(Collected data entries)
──────
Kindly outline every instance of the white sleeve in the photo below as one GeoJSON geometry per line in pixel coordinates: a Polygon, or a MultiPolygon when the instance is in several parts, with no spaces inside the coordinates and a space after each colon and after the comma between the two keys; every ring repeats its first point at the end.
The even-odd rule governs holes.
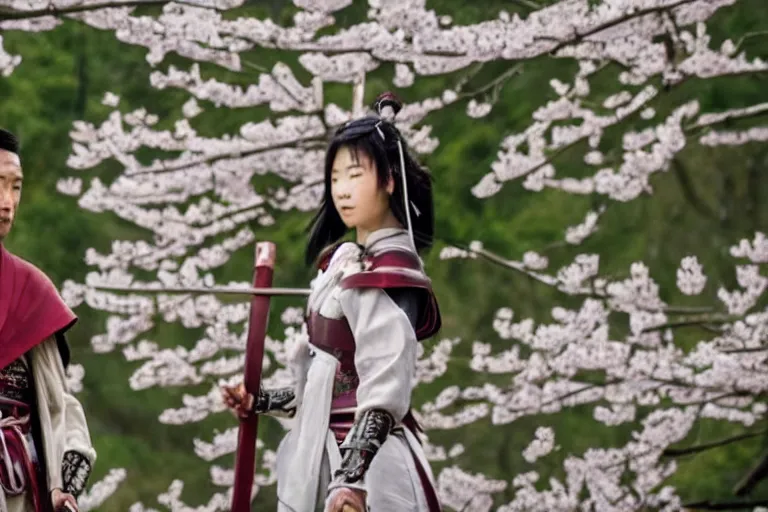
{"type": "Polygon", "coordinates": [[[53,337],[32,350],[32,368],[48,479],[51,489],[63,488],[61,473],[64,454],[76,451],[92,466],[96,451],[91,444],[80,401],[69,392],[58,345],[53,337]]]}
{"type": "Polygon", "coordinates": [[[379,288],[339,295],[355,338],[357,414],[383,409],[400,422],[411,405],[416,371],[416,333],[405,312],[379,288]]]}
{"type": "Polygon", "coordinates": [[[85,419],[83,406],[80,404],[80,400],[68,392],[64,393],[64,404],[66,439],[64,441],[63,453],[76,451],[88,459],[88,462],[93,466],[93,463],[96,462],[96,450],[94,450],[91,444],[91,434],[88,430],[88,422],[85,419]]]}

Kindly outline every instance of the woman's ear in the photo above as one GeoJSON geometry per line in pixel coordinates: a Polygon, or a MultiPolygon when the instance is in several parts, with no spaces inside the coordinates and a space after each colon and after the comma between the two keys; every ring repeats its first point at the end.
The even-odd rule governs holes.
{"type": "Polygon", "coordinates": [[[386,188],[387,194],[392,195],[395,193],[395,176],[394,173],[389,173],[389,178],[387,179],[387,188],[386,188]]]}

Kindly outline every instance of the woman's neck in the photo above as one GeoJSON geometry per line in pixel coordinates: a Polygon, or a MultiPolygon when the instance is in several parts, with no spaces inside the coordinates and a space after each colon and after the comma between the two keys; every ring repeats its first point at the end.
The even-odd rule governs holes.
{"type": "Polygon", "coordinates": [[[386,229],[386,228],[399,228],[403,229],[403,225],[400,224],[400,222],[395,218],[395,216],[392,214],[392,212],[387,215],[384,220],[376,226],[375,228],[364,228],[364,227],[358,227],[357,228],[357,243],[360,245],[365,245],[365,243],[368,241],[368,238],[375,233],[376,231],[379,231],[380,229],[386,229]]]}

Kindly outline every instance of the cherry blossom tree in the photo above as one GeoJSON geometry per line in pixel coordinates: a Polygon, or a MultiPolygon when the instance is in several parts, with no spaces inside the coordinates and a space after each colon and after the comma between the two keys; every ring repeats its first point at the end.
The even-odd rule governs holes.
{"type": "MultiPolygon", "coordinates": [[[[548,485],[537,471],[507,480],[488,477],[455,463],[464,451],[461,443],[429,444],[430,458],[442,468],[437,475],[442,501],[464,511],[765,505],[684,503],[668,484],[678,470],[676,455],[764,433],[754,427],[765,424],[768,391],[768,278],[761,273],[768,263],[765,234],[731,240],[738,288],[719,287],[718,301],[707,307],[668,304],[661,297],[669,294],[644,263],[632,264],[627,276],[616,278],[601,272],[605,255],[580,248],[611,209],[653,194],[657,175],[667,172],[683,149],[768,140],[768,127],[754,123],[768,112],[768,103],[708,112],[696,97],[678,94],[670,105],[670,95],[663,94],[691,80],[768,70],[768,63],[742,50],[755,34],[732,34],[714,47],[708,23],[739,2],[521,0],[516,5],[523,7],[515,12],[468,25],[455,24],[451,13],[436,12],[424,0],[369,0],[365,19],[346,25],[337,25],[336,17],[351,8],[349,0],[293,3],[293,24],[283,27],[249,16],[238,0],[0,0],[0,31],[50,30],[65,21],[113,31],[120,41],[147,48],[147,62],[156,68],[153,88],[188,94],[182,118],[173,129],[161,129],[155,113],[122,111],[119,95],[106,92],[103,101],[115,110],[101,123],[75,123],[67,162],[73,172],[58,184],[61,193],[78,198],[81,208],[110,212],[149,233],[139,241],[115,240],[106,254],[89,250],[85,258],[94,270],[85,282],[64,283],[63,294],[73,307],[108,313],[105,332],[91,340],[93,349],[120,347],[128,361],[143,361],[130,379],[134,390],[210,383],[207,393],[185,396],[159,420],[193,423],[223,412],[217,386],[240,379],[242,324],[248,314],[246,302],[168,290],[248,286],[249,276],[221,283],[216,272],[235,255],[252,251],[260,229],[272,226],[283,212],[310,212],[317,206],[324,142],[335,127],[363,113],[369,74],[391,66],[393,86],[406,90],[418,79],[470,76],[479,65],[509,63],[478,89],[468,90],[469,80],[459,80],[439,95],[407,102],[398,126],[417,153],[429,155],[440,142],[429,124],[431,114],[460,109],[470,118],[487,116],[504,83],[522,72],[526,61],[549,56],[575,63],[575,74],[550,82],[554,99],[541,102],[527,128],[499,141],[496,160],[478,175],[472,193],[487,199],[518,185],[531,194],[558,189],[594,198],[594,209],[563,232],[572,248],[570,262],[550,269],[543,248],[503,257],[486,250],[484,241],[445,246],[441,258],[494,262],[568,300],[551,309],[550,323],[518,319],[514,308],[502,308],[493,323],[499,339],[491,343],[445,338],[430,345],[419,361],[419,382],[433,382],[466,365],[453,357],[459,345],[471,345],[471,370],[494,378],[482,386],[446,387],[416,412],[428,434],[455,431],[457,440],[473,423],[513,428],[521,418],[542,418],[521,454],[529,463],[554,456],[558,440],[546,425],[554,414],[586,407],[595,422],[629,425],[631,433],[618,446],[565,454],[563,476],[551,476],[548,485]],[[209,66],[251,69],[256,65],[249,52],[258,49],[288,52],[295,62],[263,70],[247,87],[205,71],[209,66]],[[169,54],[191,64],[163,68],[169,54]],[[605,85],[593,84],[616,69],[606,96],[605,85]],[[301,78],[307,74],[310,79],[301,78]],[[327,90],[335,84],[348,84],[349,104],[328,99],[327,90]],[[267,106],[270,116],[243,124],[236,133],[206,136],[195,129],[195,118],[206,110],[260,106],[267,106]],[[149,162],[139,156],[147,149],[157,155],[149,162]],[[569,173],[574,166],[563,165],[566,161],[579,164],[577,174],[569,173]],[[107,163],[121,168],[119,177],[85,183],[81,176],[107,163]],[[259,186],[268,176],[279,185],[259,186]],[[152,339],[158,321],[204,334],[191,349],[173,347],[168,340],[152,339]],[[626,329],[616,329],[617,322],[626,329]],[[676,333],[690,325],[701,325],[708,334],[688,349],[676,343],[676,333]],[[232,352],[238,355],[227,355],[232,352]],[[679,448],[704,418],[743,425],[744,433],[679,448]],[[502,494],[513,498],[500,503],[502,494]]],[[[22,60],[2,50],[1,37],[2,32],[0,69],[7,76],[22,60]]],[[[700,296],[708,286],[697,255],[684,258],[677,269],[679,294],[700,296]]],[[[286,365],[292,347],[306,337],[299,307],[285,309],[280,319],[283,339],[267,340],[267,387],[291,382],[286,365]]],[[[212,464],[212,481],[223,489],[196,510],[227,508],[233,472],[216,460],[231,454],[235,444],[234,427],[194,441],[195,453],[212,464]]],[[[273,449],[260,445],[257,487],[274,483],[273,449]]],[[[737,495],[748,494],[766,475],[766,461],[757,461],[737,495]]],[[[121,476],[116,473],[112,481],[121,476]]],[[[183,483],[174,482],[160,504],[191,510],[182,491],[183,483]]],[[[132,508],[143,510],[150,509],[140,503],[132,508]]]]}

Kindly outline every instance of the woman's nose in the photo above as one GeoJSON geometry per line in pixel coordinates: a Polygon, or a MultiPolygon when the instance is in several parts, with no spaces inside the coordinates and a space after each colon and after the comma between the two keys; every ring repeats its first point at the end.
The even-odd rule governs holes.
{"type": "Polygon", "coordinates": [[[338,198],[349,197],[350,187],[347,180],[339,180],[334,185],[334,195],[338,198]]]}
──────
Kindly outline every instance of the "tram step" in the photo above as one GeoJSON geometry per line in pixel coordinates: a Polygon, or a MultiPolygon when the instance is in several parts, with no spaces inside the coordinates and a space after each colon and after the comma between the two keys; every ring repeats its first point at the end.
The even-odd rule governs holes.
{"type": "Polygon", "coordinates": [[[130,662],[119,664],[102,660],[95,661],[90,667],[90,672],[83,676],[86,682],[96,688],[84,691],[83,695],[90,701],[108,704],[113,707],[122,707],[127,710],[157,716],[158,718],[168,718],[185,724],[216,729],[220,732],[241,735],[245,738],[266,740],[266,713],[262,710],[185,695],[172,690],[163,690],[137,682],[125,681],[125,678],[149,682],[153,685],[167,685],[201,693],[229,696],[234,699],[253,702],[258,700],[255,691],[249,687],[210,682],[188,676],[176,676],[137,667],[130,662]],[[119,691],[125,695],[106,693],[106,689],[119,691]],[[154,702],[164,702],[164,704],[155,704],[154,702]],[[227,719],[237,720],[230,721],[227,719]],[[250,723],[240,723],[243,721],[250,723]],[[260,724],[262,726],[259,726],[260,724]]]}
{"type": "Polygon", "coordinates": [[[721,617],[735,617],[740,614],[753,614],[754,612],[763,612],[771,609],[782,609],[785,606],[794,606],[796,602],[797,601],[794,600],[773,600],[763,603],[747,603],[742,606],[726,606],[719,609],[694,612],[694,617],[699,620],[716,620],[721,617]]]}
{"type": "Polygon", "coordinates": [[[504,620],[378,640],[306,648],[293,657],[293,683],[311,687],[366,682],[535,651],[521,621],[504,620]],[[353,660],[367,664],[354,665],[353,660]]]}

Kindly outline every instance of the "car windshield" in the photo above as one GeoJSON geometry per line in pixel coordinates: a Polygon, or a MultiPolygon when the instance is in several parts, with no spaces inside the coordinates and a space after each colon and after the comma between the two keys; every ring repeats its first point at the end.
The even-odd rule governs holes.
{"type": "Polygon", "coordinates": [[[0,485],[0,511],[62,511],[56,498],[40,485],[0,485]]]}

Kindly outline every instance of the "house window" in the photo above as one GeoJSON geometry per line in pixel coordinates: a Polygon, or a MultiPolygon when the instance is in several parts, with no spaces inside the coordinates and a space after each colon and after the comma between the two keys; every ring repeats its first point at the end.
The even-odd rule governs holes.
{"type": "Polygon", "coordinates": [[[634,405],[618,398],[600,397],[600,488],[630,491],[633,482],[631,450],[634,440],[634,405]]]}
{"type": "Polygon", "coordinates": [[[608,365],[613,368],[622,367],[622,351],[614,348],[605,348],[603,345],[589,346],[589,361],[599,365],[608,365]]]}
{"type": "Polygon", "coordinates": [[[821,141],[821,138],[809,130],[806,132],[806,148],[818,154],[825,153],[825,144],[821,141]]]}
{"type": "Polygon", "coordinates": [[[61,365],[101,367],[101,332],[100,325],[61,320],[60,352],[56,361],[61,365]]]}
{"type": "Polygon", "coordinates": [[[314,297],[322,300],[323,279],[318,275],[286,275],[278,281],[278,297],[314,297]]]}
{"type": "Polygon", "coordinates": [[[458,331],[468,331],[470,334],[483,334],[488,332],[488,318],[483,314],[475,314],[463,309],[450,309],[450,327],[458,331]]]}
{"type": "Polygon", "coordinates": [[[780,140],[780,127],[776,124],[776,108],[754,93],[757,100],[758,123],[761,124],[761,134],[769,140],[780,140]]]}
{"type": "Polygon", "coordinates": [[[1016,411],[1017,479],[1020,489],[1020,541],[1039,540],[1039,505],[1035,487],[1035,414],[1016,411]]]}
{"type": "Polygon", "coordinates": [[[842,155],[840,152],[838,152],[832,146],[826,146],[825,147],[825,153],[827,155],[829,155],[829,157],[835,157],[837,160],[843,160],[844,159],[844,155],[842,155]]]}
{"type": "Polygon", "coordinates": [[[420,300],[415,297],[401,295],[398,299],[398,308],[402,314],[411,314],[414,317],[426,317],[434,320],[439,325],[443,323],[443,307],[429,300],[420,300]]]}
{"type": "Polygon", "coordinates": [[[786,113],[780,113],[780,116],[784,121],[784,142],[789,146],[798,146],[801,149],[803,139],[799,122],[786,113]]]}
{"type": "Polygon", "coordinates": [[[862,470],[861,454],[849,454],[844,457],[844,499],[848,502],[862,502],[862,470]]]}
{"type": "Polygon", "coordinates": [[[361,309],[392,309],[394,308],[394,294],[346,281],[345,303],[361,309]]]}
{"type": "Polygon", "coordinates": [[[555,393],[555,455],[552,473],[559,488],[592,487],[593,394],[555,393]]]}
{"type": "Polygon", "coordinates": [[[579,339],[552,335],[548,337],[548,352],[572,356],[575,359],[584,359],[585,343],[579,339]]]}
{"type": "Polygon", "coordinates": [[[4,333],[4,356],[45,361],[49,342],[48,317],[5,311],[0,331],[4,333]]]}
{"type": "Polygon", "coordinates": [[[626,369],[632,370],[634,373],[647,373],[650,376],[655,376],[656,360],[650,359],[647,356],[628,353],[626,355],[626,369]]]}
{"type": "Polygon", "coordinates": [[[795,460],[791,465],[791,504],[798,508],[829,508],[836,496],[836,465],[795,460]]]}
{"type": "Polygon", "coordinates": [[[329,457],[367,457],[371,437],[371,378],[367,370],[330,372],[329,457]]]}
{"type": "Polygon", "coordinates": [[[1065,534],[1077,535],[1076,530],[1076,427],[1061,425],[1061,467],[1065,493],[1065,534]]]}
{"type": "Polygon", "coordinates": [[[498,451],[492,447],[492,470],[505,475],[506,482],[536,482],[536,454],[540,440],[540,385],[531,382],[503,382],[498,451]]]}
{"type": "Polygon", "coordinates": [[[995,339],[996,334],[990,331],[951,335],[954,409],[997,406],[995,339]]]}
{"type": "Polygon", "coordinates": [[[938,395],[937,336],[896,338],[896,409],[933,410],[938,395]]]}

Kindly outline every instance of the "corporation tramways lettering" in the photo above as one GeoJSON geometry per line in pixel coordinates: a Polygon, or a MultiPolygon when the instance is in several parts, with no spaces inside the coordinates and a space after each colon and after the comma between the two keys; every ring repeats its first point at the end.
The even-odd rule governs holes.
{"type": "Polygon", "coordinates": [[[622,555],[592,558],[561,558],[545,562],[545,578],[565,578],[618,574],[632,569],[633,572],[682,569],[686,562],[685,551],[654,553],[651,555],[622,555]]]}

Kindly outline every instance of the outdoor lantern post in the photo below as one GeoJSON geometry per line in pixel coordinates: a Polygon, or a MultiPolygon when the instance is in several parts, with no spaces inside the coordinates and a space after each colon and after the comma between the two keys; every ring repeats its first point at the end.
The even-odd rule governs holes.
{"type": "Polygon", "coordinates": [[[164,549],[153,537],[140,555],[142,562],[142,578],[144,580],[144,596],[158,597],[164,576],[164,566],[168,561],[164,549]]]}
──────
_PROBLEM STATEMENT_. Determine the number of lines in the data that contain "below" as a word or string, and state only that number.

_PROBLEM SOLUTION_. 2